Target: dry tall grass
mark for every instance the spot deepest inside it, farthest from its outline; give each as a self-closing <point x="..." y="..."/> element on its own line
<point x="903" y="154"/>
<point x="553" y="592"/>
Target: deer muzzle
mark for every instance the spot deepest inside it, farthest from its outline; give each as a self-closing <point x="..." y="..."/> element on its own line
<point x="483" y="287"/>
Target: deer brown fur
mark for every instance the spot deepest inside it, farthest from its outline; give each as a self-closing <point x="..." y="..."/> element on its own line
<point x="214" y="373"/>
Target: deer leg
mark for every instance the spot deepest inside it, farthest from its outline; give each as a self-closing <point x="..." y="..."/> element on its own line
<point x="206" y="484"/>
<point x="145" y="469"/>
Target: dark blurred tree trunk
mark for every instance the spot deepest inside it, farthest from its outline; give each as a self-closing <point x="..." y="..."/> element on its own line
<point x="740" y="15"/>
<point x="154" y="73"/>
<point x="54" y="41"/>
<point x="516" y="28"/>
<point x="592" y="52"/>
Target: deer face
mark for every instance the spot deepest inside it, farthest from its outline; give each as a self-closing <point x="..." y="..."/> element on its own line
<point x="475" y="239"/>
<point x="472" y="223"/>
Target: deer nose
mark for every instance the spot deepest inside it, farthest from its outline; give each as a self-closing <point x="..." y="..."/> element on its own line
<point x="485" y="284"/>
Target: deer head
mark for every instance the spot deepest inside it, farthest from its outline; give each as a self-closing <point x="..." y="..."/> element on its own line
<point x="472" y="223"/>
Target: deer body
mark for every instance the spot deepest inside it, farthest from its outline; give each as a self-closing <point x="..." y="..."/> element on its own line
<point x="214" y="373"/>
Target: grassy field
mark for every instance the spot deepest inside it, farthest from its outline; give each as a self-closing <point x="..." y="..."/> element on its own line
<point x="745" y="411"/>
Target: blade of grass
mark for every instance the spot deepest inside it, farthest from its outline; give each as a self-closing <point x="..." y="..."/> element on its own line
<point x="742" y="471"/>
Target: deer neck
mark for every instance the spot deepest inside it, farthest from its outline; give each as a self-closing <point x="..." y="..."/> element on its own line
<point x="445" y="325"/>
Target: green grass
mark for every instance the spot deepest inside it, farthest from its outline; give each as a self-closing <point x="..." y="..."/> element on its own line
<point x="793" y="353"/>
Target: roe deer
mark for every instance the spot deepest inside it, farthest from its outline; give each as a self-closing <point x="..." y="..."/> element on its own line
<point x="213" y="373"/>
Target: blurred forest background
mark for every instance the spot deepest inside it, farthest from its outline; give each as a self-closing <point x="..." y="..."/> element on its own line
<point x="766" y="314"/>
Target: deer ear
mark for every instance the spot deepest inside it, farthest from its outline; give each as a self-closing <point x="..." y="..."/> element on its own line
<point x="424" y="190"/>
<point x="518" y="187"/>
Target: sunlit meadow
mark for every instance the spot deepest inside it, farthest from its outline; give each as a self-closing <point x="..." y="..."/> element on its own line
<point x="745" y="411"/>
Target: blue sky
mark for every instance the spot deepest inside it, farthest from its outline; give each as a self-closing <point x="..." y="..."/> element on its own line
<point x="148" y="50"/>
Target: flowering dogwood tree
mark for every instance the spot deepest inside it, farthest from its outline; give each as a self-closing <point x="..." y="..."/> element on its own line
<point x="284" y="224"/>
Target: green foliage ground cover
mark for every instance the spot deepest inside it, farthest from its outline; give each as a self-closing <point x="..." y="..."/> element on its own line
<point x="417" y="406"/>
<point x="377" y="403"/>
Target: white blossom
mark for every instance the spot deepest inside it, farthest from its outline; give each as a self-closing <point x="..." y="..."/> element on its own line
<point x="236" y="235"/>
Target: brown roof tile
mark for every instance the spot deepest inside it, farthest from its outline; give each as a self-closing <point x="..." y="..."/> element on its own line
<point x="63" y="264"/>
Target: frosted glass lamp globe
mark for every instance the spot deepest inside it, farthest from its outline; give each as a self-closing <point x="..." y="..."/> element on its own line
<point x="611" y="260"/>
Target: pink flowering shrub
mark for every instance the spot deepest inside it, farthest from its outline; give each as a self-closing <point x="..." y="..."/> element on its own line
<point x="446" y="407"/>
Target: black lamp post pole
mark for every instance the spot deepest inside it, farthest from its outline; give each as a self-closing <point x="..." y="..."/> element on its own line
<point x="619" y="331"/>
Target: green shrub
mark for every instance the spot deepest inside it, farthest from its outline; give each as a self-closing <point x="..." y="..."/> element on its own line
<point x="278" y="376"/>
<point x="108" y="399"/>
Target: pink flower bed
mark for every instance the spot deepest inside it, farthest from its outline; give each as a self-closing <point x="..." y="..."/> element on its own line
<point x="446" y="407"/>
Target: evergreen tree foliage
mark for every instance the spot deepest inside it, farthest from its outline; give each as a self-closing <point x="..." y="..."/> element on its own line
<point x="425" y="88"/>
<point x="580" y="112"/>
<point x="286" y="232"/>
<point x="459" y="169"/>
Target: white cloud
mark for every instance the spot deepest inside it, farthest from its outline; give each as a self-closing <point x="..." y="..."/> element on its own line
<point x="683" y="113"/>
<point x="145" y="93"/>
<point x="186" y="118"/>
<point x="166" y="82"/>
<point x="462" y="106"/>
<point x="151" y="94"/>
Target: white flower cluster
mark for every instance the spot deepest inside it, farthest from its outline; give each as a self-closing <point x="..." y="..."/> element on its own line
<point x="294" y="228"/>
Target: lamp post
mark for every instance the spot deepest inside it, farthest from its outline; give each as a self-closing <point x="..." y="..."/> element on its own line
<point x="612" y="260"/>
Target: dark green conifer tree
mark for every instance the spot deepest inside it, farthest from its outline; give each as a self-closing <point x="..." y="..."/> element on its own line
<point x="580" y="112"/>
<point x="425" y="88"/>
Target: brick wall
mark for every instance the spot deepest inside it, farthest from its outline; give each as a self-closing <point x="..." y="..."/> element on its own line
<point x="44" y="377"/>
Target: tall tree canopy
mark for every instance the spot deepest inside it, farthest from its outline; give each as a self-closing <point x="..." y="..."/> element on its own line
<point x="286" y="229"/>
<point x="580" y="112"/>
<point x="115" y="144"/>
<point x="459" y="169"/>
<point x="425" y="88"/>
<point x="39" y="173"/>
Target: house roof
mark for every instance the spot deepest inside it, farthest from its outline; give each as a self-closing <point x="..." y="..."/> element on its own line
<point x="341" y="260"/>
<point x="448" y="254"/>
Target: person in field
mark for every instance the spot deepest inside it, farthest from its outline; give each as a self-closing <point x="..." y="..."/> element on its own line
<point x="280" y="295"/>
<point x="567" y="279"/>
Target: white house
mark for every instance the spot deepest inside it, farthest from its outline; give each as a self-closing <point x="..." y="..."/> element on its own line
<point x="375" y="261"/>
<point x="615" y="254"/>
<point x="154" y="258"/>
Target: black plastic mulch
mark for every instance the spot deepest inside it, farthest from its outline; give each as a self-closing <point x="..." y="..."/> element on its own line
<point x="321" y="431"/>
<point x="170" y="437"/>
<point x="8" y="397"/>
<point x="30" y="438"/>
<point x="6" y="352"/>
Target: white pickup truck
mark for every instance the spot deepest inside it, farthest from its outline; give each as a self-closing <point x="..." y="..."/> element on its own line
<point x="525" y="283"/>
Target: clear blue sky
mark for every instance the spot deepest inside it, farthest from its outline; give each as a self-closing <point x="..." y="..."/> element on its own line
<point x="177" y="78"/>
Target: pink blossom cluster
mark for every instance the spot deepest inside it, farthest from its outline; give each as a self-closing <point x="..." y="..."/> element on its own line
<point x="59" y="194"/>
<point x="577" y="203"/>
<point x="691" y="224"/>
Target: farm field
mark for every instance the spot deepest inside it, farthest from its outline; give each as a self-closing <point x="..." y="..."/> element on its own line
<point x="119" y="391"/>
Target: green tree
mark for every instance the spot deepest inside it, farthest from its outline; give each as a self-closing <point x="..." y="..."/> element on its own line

▶ _WRITTEN INSTRUCTION_
Copy the entries starting at the line that contains "Target: green tree" and ending at the last line of the entries, substituting "boundary" for "outline" and leaving everything else unchanged.

▶ _RESULT_
Target: green tree
mark for every instance the spot deepest inside it, farthest from its boundary; give each as a self-closing <point x="..." y="..."/> element on its own line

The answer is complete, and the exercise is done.